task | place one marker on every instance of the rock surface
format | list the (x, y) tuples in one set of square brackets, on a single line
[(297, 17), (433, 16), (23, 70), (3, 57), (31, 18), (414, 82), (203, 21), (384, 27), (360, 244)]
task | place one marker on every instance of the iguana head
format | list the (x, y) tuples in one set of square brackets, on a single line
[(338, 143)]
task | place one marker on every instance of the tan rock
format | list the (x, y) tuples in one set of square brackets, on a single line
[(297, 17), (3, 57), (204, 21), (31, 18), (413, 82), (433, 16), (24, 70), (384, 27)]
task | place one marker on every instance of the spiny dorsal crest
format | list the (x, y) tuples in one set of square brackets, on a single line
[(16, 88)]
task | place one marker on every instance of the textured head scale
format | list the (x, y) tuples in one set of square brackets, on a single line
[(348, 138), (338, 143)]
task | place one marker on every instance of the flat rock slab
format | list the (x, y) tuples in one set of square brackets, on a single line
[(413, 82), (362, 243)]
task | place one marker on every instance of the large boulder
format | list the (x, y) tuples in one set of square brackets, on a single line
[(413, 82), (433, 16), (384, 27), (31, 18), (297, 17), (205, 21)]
■ ■ ■
Work required: Each line of the entries above that includes the string "instance" should be copied out.

Exercise result:
task | place one marker on every instance of the rock surface
task | place one marker on every instance of the iguana head
task | place one marker on every instance of the tan rock
task | place one marker on every instance of the spiny dorsal crest
task | place one marker on every instance of the textured head scale
task | place one marker on every instance of the flat rock slab
task | place one marker on every instance of the large boulder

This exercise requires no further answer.